Goal of the exercise. Starting at the beginning of the material and ending with the line that contains "positive clicks: (487, 20)", rewrite each line as one string in a JSON list, skipping any empty lines. Leave the pictures out of your answer.

● ● ●

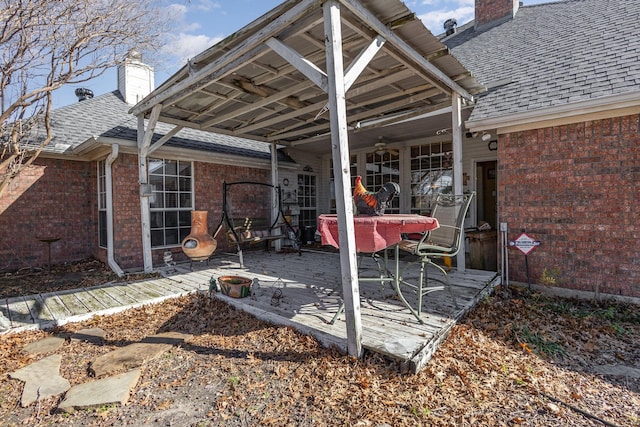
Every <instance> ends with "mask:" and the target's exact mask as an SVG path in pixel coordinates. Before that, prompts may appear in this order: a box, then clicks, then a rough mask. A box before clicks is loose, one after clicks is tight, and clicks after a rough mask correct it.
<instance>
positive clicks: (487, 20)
mask: <svg viewBox="0 0 640 427" xmlns="http://www.w3.org/2000/svg"><path fill="white" fill-rule="evenodd" d="M518 1H519V0H476V12H475V13H476V15H475V21H476V26H480V25H484V24H486V23H488V22H491V21H494V20H496V19H500V18H504V17H505V16H511V15H512V14H513V8H514V6H515V5H516V4H517V2H518Z"/></svg>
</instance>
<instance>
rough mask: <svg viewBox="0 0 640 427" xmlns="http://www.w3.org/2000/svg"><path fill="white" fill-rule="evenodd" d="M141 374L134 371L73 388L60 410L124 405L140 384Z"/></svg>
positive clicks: (93, 407) (95, 380)
mask: <svg viewBox="0 0 640 427" xmlns="http://www.w3.org/2000/svg"><path fill="white" fill-rule="evenodd" d="M140 374H141V371H140V369H134V370H132V371H129V372H124V373H122V374H119V375H115V376H113V377H107V378H102V379H99V380H95V381H91V382H88V383H84V384H79V385H76V386H73V387H72V388H71V389H70V390H69V391H68V392H67V394H66V395H65V398H64V400H63V401H62V402H61V403H60V405H59V406H58V409H60V410H62V411H65V412H73V411H74V410H76V409H87V408H95V407H99V406H103V405H124V404H125V403H127V401H128V400H129V397H130V395H131V391H132V390H133V388H134V387H135V386H136V384H137V383H138V380H139V379H140Z"/></svg>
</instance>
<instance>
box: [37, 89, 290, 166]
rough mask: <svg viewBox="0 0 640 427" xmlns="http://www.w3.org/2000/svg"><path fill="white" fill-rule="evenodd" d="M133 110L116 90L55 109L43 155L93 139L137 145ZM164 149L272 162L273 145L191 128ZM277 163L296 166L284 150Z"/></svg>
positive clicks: (180, 133)
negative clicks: (131, 143)
mask: <svg viewBox="0 0 640 427" xmlns="http://www.w3.org/2000/svg"><path fill="white" fill-rule="evenodd" d="M130 108H131V105H129V104H127V103H126V102H124V100H123V98H122V96H121V95H120V92H119V91H117V90H116V91H113V92H109V93H105V94H103V95H100V96H96V97H95V98H91V99H87V100H85V101H79V102H76V103H74V104H70V105H67V106H64V107H61V108H58V109H55V110H53V111H52V113H51V125H52V130H53V139H52V140H51V143H49V145H48V146H47V147H45V150H44V151H45V152H48V153H57V154H64V153H65V152H69V151H70V150H73V148H75V147H77V146H78V145H80V144H82V143H83V142H85V141H86V140H87V139H89V138H91V137H92V136H96V137H111V138H119V139H124V140H129V141H136V140H137V133H138V131H137V129H138V124H137V123H138V121H137V118H136V117H135V116H133V115H131V114H129V112H128V111H129V109H130ZM172 128H173V126H172V125H168V124H165V123H158V124H157V126H156V131H155V133H154V137H153V139H152V141H154V142H155V141H157V140H158V139H160V138H161V137H162V136H163V135H165V134H166V133H167V132H169V130H171V129H172ZM165 146H169V147H179V148H185V149H194V150H200V151H207V152H213V153H220V154H231V155H238V156H244V157H251V158H255V159H270V158H271V151H270V144H267V143H264V142H260V141H252V140H249V139H245V138H237V137H234V136H229V135H222V134H215V133H211V132H204V131H198V130H195V129H188V128H184V129H182V130H181V131H180V132H179V133H178V134H177V135H176V136H174V137H172V138H171V139H169V141H167V142H166V143H165ZM278 160H279V161H285V162H293V161H292V160H291V158H289V157H288V156H286V155H285V154H284V153H282V150H279V152H278Z"/></svg>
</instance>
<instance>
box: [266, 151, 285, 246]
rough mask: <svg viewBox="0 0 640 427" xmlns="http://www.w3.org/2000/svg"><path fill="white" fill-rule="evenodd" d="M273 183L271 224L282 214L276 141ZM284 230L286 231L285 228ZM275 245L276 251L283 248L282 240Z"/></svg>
mask: <svg viewBox="0 0 640 427" xmlns="http://www.w3.org/2000/svg"><path fill="white" fill-rule="evenodd" d="M271 185H273V189H272V190H271V224H273V223H274V222H275V220H276V219H277V218H278V215H279V214H280V206H278V200H280V194H276V192H277V191H279V190H280V187H279V185H278V146H277V144H276V143H275V141H274V142H272V143H271ZM279 231H280V230H275V233H276V234H277V233H278V232H279ZM282 231H283V232H284V230H282ZM272 233H273V231H272ZM266 244H267V245H268V244H269V242H268V241H267V243H266ZM274 245H275V250H276V251H279V250H281V249H282V240H281V239H277V240H275V242H274Z"/></svg>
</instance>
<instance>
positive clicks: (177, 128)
mask: <svg viewBox="0 0 640 427" xmlns="http://www.w3.org/2000/svg"><path fill="white" fill-rule="evenodd" d="M182 129H184V128H183V127H182V126H176V127H174V128H173V129H171V130H170V131H169V132H167V134H166V135H164V136H163V137H162V138H160V139H159V140H157V141H156V142H155V143H154V144H153V145H152V146H151V147H149V152H148V153H147V155H151V153H153V152H154V151H156V150H157V149H158V148H160V147H162V146H163V145H164V143H165V142H167V141H168V140H170V139H171V137H173V136H174V135H175V134H177V133H178V132H180V131H181V130H182Z"/></svg>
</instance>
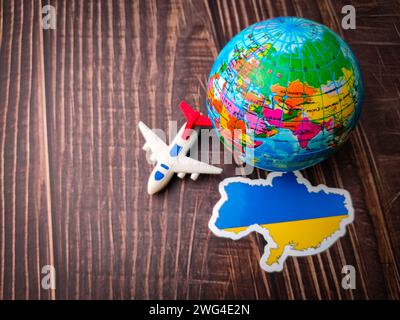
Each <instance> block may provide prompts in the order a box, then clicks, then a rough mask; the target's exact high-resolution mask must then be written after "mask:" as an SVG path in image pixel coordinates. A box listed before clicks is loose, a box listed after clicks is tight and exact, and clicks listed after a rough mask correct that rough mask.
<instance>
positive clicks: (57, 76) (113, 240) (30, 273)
mask: <svg viewBox="0 0 400 320" xmlns="http://www.w3.org/2000/svg"><path fill="white" fill-rule="evenodd" d="M44 4H51V5H53V6H54V7H55V8H56V12H57V28H56V30H42V29H41V28H40V22H41V14H40V10H41V7H42V5H44ZM345 4H347V2H346V1H329V0H326V1H325V0H324V1H314V0H311V1H289V0H280V1H261V0H260V1H259V0H231V1H228V0H220V1H211V0H210V1H207V0H202V1H197V0H196V1H190V0H187V1H184V0H182V1H163V0H160V1H156V0H151V1H150V0H149V1H128V0H127V1H111V0H104V1H78V0H69V1H57V0H43V1H34V2H32V1H17V0H15V1H11V0H10V1H9V0H7V1H5V0H0V97H1V99H0V101H1V102H0V110H1V113H0V129H1V130H0V138H1V139H0V150H1V157H0V165H1V166H0V168H1V172H0V177H1V180H0V181H1V183H0V197H1V198H0V257H1V260H0V299H3V298H4V299H11V298H41V299H52V298H57V299H89V298H97V299H99V298H105V299H111V298H117V299H123V298H136V299H147V298H159V299H163V298H165V299H186V298H190V299H205V298H208V299H213V298H215V299H229V298H232V299H244V298H248V299H336V298H340V299H356V298H361V299H364V298H370V299H371V298H379V299H380V298H390V299H398V298H399V295H400V279H399V253H400V250H399V249H400V248H399V244H400V241H399V240H400V216H399V212H400V197H399V195H400V180H399V179H400V166H399V160H400V154H399V150H400V145H399V139H396V138H397V136H398V135H399V133H400V129H399V126H398V123H399V120H400V113H399V109H398V105H399V102H400V56H399V54H398V50H399V47H400V32H399V30H400V8H399V6H398V5H395V2H392V1H375V2H371V3H369V2H363V1H359V2H358V1H357V2H354V6H355V7H356V10H357V29H356V30H342V29H341V25H340V23H341V13H340V12H341V8H342V6H343V5H345ZM279 15H296V16H303V17H306V18H310V19H313V20H316V21H319V22H322V23H324V24H326V25H328V26H329V27H330V28H332V29H333V30H335V31H336V32H337V33H338V34H340V35H341V36H342V37H343V38H345V39H346V40H347V41H348V43H349V44H350V46H351V47H352V48H353V50H354V51H355V53H356V56H357V57H358V59H359V62H360V65H361V68H362V70H363V75H364V80H365V91H366V99H365V104H364V107H363V109H364V110H363V114H362V118H361V121H360V123H359V125H358V127H357V129H356V130H355V132H354V134H353V135H352V137H351V139H350V141H349V142H348V143H347V144H346V145H345V146H344V147H343V149H342V150H340V151H339V152H338V153H337V154H336V155H335V156H333V157H332V158H331V159H329V160H327V161H325V162H323V163H321V164H319V165H317V166H315V167H313V168H310V169H307V170H305V171H304V175H305V176H306V177H307V178H308V179H310V181H311V182H312V183H313V184H318V183H325V184H327V185H329V186H332V187H335V186H337V187H341V188H346V189H348V190H349V191H350V192H351V194H352V197H353V202H354V207H355V208H356V212H355V222H354V223H353V225H351V226H350V227H349V228H348V232H347V235H346V236H345V237H344V238H341V239H340V240H339V241H337V243H335V245H333V246H332V247H331V248H330V249H329V250H328V251H326V252H324V253H322V254H319V255H316V256H312V257H306V258H289V259H288V260H287V262H286V266H285V268H284V270H283V271H282V272H281V273H273V274H268V273H265V272H263V271H262V270H261V268H260V267H259V259H260V257H261V254H262V251H263V247H264V245H265V242H264V240H263V238H262V237H261V236H259V235H256V234H253V235H250V236H248V237H247V238H245V239H242V240H240V241H232V240H228V239H219V238H216V237H215V236H213V235H212V234H211V233H210V231H209V230H208V226H207V224H208V220H209V218H210V215H211V211H212V207H213V206H214V204H215V203H216V201H217V200H218V198H219V194H218V192H217V188H218V183H219V181H220V180H221V178H224V177H229V176H232V175H233V174H234V166H233V165H224V173H223V175H222V176H221V177H211V176H201V177H200V178H199V181H198V182H197V183H194V182H193V181H191V180H184V181H180V180H179V181H178V179H176V180H174V181H172V183H171V185H170V186H169V188H168V189H167V190H165V192H162V193H160V194H158V195H155V196H153V197H149V196H148V195H147V193H146V190H145V188H144V185H145V183H146V180H147V176H148V174H149V172H150V170H151V168H150V167H149V166H148V165H147V163H146V160H145V154H144V152H143V151H142V150H141V146H142V143H143V140H142V137H141V136H140V134H139V133H138V131H137V128H136V125H137V122H138V121H139V120H143V121H145V122H146V123H148V124H149V125H150V126H152V127H156V128H162V129H165V128H167V127H168V124H169V121H171V120H175V119H176V120H179V121H180V123H181V122H182V121H183V116H182V115H181V114H180V112H179V110H178V109H177V105H178V103H179V101H180V100H182V99H184V100H187V101H188V102H189V103H191V104H192V105H195V106H196V107H197V108H199V109H200V110H202V111H205V107H204V104H205V92H206V87H205V86H206V82H207V77H208V73H209V71H210V68H211V66H212V64H213V62H214V59H215V58H216V57H217V55H218V52H219V51H220V50H221V49H222V48H223V46H224V45H225V44H226V43H227V42H228V41H229V39H230V38H231V37H232V36H233V35H235V34H236V33H237V32H239V31H240V30H242V29H243V28H245V27H246V26H248V25H250V24H252V23H254V22H256V21H260V20H263V19H268V18H270V17H273V16H279ZM265 176H266V172H264V171H260V170H256V171H255V172H254V173H253V174H252V175H251V177H253V178H257V177H265ZM46 264H52V265H54V266H55V268H56V271H57V278H56V279H57V289H56V290H55V291H46V290H43V289H41V287H40V280H41V275H40V269H41V267H42V266H43V265H46ZM345 264H352V265H354V266H355V267H356V270H357V289H356V290H353V291H346V290H343V289H342V287H341V284H340V283H341V279H342V274H341V269H342V267H343V265H345Z"/></svg>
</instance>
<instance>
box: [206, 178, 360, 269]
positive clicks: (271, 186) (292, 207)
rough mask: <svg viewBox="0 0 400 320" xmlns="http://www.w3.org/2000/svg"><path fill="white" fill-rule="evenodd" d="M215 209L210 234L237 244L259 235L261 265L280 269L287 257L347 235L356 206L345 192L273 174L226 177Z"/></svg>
mask: <svg viewBox="0 0 400 320" xmlns="http://www.w3.org/2000/svg"><path fill="white" fill-rule="evenodd" d="M219 192H220V193H221V199H220V200H219V201H218V202H217V204H216V205H215V207H214V209H213V214H212V217H211V219H210V222H209V228H210V229H211V231H212V232H213V233H214V234H215V235H217V236H219V237H225V238H230V239H233V240H238V239H240V238H242V237H244V236H246V235H248V234H249V233H251V232H253V231H256V232H258V233H260V234H262V235H263V236H264V238H265V240H266V241H267V245H266V246H265V248H264V254H263V256H262V257H261V261H260V264H261V267H262V268H263V269H264V270H265V271H268V272H273V271H281V270H282V268H283V265H284V262H285V260H286V258H287V257H288V256H307V255H313V254H317V253H320V252H322V251H324V250H326V249H328V248H329V247H330V246H331V245H332V244H333V243H334V242H335V241H336V240H337V239H338V238H340V237H341V236H343V235H344V234H345V233H346V226H347V225H348V224H349V223H351V222H352V221H353V218H354V208H353V205H352V201H351V197H350V194H349V193H348V192H347V191H346V190H344V189H337V188H328V187H327V186H325V185H318V186H312V185H311V184H310V182H309V181H308V180H306V179H305V178H303V176H302V175H301V173H300V172H299V171H295V172H286V173H284V172H272V173H270V174H269V175H268V177H267V179H257V180H251V179H247V178H242V177H233V178H227V179H225V180H224V181H222V182H221V183H220V185H219Z"/></svg>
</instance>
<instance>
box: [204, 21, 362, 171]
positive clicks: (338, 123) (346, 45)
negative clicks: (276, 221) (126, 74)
mask: <svg viewBox="0 0 400 320" xmlns="http://www.w3.org/2000/svg"><path fill="white" fill-rule="evenodd" d="M362 100H363V83H362V76H361V71H360V68H359V65H358V63H357V61H356V59H355V57H354V54H353V53H352V51H351V49H350V48H349V46H348V45H347V44H346V43H345V42H344V40H342V39H341V38H340V37H339V36H338V35H337V34H336V33H334V32H333V31H332V30H330V29H329V28H328V27H326V26H324V25H321V24H318V23H316V22H314V21H311V20H307V19H303V18H297V17H279V18H274V19H270V20H266V21H262V22H259V23H256V24H253V25H251V26H249V27H248V28H246V29H244V30H243V31H241V32H240V33H239V34H237V35H236V36H235V37H234V38H233V39H232V40H231V41H230V42H229V43H228V44H227V45H226V46H225V47H224V48H223V50H222V51H221V53H220V54H219V56H218V58H217V60H216V61H215V63H214V65H213V67H212V70H211V73H210V76H209V80H208V86H207V110H208V114H209V116H210V118H211V120H212V122H213V125H214V127H215V128H216V129H217V132H218V135H219V137H220V139H221V140H222V142H223V143H224V144H225V145H226V147H227V148H228V149H230V150H231V151H233V152H234V153H236V154H237V155H239V157H240V158H241V159H242V160H244V161H246V162H247V163H249V164H251V165H254V166H256V167H258V168H261V169H265V170H272V171H293V170H299V169H304V168H307V167H309V166H312V165H315V164H317V163H319V162H320V161H322V160H324V159H326V158H327V157H328V156H330V155H331V154H332V153H333V152H334V151H335V150H337V148H338V147H339V146H341V145H342V144H343V142H344V141H346V139H347V138H348V136H349V134H350V132H351V131H352V130H353V128H354V127H355V125H356V123H357V120H358V118H359V115H360V109H361V105H362Z"/></svg>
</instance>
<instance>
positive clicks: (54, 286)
mask: <svg viewBox="0 0 400 320" xmlns="http://www.w3.org/2000/svg"><path fill="white" fill-rule="evenodd" d="M41 274H42V280H41V282H40V284H41V286H42V289H43V290H55V289H56V268H54V266H52V265H50V264H48V265H45V266H43V268H42V270H41Z"/></svg>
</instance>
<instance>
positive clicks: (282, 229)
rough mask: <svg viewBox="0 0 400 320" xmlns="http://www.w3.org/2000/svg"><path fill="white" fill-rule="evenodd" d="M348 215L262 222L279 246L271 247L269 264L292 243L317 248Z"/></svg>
mask: <svg viewBox="0 0 400 320" xmlns="http://www.w3.org/2000/svg"><path fill="white" fill-rule="evenodd" d="M347 217H348V215H340V216H334V217H325V218H316V219H307V220H296V221H289V222H278V223H270V224H261V225H260V226H261V227H262V228H264V229H266V230H268V231H269V235H270V237H271V238H272V240H273V241H274V242H275V243H276V244H277V248H271V250H270V253H269V256H268V259H267V265H272V264H273V263H275V262H277V261H278V260H279V258H280V257H281V255H282V253H283V251H284V250H285V247H286V246H287V245H290V246H291V247H292V249H294V250H307V249H310V248H317V247H319V245H320V244H321V242H322V241H323V240H324V239H326V238H328V237H329V236H331V235H332V234H333V233H335V232H336V231H338V230H339V228H340V222H341V221H342V220H343V219H345V218H347ZM247 228H248V227H239V228H227V229H224V230H225V231H227V232H234V233H239V232H241V231H244V230H246V229H247Z"/></svg>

● ● ●

Answer to the exercise.
[
  "Every <instance> ends with \"mask:\" and the target's exact mask as an SVG path in pixel coordinates. Before that, prompts may appear in this order: a box, then clicks, then a rough mask. A box before clicks is loose, one after clicks is tight, and clicks after a rough mask correct it.",
  "<instance>",
  "positive clicks: (487, 20)"
]